#### Selected passage:
§

9-27-22 WR COVID Recruiting
9-27-22 WR COVID Recruiting
Washington Report

National Guard Bureau leaders are sounding the alarm about the service’s worst recruiting landscape in generations.

For the first time in years, two top officials warn, the Army and Air National Guard will miss their end-strength goals this fiscal year, which ends Friday.

Guardsmen refusing COVID-19 vaccinations, a major Army official adds, may hurt the Guard’s readiness and end-strength even more.

“And they have told me, pretty much unanimously in every location I go, just how difficult the current recruiting challenges are that they’re facing,” Gen. Daniel R. Hokanson, the Guard Bureau chief, said of the Guard’s recruiters last Tuesday.

“For many of them, it’s unprecedented in their time as a recruiter,” he continued during a NGB media roundtable.

“And the reason why this is a concern, obviously, is if you look at last year or the year prior to that, we have always met or authorized in strength, and [it] is probably due to [a] myriad of factors that affect all services."

Hokanson revealed the Air Guard would fall 3,000 airmen short of its 108,300 authorized end strength for fiscal year 2022, 97.2% of its goal.

The Army Guard would miss its 336,000 authorized strength by 6,000 soldiers, 98.1% of its target, this fiscal year.

“Obviously, there’s a lot of competition for many folks by many industries as well as universities,” Hokanson said.

§

#### Source information:
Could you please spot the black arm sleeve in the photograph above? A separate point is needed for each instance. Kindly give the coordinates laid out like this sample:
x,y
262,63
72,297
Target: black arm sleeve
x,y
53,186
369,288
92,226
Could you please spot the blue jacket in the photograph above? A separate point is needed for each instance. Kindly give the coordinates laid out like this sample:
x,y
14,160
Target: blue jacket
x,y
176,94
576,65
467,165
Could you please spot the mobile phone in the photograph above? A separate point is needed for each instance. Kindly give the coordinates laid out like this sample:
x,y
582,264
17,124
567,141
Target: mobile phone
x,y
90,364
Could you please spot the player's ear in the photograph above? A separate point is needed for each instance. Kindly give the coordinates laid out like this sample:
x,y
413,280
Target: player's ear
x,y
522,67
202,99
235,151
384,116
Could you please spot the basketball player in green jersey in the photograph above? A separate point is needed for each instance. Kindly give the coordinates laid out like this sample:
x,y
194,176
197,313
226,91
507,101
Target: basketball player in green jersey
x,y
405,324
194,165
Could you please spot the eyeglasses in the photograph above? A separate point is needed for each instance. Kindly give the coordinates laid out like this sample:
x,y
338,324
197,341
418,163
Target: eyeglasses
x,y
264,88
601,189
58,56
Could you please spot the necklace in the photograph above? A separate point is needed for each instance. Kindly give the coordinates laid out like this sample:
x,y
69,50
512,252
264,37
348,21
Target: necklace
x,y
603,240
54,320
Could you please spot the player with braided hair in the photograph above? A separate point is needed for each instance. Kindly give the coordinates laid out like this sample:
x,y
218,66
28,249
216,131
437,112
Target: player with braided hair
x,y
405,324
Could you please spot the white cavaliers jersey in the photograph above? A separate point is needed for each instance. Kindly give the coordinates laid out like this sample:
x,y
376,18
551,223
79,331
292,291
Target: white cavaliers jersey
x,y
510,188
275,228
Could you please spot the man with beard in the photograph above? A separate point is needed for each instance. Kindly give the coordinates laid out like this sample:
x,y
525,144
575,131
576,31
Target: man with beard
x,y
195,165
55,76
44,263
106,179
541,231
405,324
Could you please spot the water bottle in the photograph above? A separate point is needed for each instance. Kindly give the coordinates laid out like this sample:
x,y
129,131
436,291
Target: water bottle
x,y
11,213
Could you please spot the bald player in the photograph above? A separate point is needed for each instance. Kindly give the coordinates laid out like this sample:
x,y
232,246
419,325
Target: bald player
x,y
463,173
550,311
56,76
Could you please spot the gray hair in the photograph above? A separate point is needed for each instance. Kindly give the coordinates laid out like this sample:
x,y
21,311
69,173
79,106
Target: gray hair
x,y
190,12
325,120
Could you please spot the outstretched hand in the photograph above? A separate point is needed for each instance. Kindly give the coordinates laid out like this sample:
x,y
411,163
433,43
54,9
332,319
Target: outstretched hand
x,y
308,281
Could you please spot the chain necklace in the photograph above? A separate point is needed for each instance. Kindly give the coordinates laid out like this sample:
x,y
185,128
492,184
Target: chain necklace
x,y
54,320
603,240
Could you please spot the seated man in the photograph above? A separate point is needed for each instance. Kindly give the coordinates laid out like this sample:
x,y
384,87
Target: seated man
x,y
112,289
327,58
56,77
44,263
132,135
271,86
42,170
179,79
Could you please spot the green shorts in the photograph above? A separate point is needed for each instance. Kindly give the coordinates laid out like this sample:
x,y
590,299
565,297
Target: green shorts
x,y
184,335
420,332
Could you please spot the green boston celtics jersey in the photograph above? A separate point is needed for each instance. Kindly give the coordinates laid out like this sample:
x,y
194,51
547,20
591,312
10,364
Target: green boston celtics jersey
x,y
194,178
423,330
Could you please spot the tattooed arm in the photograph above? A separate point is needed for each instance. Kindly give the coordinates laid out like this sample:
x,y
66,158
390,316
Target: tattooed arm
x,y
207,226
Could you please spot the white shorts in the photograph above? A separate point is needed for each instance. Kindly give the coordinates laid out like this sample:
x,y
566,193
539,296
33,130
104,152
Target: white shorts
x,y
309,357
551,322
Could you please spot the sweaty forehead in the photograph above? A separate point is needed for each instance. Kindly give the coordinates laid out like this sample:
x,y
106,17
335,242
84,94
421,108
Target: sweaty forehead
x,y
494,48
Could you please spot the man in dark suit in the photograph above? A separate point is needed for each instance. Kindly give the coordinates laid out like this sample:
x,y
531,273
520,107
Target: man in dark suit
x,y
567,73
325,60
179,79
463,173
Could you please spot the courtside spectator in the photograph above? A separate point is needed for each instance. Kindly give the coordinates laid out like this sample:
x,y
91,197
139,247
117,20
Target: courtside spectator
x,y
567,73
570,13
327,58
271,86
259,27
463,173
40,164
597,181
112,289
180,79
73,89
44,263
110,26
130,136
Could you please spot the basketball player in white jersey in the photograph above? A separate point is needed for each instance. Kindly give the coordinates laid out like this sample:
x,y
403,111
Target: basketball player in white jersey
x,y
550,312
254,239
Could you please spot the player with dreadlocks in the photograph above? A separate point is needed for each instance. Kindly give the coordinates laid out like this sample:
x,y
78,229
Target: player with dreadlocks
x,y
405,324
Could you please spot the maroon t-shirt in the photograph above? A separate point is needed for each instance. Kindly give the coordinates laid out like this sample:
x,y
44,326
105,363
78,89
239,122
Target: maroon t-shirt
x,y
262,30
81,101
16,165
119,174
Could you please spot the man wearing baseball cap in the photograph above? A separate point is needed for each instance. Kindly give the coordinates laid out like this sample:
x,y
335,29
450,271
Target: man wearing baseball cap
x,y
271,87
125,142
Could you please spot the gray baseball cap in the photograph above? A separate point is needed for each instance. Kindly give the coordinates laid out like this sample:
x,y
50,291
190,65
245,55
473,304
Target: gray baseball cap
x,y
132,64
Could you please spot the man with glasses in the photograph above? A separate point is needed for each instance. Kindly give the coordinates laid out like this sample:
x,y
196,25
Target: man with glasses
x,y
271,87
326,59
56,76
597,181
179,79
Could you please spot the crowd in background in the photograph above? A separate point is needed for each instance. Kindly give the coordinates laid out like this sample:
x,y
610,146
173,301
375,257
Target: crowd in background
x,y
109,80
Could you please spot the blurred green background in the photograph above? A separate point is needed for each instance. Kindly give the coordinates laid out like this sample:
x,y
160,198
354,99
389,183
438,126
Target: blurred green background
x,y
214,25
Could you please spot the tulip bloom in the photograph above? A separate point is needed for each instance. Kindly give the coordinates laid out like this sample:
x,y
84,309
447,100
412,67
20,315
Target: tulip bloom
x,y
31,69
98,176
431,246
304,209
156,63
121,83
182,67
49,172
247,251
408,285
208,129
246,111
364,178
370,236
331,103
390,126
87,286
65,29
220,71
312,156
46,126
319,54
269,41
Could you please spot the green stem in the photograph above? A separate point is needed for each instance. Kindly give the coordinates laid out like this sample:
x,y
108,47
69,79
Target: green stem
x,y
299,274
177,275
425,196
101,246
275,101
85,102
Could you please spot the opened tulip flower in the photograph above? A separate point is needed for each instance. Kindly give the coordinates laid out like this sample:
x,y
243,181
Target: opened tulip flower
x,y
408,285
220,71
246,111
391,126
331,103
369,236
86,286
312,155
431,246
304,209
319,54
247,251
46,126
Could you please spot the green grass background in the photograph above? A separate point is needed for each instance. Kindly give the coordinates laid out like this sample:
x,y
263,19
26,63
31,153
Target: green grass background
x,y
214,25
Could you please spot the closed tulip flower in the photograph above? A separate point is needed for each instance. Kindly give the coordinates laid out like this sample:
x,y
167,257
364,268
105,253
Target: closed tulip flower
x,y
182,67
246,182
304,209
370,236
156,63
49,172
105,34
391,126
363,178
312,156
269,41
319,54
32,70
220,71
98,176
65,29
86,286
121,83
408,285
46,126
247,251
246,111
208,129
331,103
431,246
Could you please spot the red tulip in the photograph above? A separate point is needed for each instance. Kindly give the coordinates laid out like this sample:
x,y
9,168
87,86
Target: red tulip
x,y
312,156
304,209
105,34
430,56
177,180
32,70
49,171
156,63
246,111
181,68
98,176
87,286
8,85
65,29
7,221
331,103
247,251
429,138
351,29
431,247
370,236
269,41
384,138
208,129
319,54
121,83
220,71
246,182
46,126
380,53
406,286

§

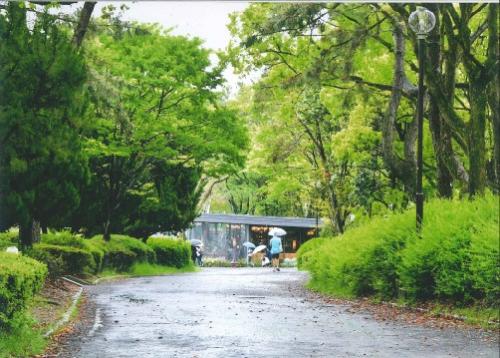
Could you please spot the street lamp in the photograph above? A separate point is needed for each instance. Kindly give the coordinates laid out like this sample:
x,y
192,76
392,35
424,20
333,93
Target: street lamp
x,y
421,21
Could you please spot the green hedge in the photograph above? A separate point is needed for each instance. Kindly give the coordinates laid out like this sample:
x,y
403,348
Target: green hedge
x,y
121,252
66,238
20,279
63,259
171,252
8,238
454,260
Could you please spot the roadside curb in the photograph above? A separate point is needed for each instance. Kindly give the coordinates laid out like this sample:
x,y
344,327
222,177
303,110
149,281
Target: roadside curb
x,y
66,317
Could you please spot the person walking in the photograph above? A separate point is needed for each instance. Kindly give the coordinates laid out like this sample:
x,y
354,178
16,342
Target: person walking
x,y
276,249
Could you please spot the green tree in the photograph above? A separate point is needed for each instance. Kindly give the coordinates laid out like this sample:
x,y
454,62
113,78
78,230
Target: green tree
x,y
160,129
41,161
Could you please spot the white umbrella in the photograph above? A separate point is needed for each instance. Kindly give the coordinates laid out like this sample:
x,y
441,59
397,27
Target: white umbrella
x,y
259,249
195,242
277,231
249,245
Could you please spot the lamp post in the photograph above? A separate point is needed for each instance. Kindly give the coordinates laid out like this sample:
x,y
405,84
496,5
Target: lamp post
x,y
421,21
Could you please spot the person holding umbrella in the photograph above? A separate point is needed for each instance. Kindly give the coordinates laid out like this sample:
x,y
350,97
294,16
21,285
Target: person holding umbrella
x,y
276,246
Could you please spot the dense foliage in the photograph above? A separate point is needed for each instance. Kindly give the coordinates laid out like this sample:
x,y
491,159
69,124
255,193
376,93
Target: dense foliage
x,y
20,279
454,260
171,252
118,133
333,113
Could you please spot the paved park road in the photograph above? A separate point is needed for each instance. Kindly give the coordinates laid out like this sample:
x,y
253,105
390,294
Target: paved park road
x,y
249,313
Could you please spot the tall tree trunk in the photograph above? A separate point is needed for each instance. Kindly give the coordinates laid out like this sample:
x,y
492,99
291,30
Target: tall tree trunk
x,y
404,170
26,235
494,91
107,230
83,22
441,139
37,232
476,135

§

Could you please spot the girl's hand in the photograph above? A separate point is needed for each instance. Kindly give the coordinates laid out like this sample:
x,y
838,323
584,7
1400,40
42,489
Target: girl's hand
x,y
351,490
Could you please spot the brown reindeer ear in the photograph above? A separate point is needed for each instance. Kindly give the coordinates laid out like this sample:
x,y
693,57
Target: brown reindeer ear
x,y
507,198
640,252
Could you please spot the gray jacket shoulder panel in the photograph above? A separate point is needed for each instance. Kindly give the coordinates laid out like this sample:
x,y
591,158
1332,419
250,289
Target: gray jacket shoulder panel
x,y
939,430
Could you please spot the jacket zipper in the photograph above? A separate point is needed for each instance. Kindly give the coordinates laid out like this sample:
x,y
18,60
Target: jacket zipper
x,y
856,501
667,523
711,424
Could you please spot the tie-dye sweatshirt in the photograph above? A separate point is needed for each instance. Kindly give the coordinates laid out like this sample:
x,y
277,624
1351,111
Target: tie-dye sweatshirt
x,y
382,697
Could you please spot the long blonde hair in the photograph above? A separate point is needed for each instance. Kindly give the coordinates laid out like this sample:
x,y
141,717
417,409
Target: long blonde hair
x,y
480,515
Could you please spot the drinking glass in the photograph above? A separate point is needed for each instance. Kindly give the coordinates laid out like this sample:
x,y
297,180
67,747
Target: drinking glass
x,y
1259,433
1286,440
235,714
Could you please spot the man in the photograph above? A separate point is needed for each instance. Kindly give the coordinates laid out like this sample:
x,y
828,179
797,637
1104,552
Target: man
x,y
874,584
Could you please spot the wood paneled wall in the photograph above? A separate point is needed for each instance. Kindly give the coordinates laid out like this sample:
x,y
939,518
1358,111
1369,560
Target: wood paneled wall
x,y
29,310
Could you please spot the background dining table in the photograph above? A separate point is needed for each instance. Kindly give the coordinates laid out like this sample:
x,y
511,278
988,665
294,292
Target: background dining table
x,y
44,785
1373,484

§

#### What to do:
Continue the report on the National Guard's recruiting shortfall, starting after its last sentence. The records come from a different source than the text.

#### Answer to this task:
“We need to make adjustments based on the current environment because for the long term, our nation needs a National Guard the size that we are, or maybe even larger, to meet all the requirements that we have,” he continued.

“And it’s up to us to make sure that we fill our formations so that they’re ready when our nation needs us."

Anson D. Smith, the deputy chief of the Army Guard’s Strength Maintenance Division, said COVID-19 vaccinations could increase the component’s problems.

Smith estimated the Army Guard could lose 9,000 soldiers refusing to get COVID-19 vaccinations in fiscal year 2023.

In fiscal 2024, he continued, another 5,000 soldiers could be discharged from the Army Guard for the same reason.

Smith added the Army Guard is awaiting Army Secretary Christine E. Wormuth’s second phase COVID-19 memorandum.

Per Smith, the memo could force personnel without medical or religious exemptions to the COVID-19 vaccine out of the Army Guard.

The NGB reported 89.9% of the Army Guard is fully vaccinated against COVID as of Sept. 19, with another 91% partially vaccinated.

As of the same date, 94.5% of the Air Guard were fully vaccinated and 94.7% were partially vaccinated.

Hokanson suggested improving the Guard’s health care, educational benefits and incentive pay could help the service reduce today’s personnel shortfalls and boost readiness.

“Health care is absolutely critical to making that happen,” Hokanson said.

Current congressional estimates peg the cost of providing health care to every Guard soldier and airman at $718 million annually, he said.

That cost would be greatly offset by improved recruiting, higher readiness rates and reduced post-mobilization medical procedures, according to NGAUS and other supporters.

Zero-cost TRICARE ranks among the top NGAUS legislative priorities.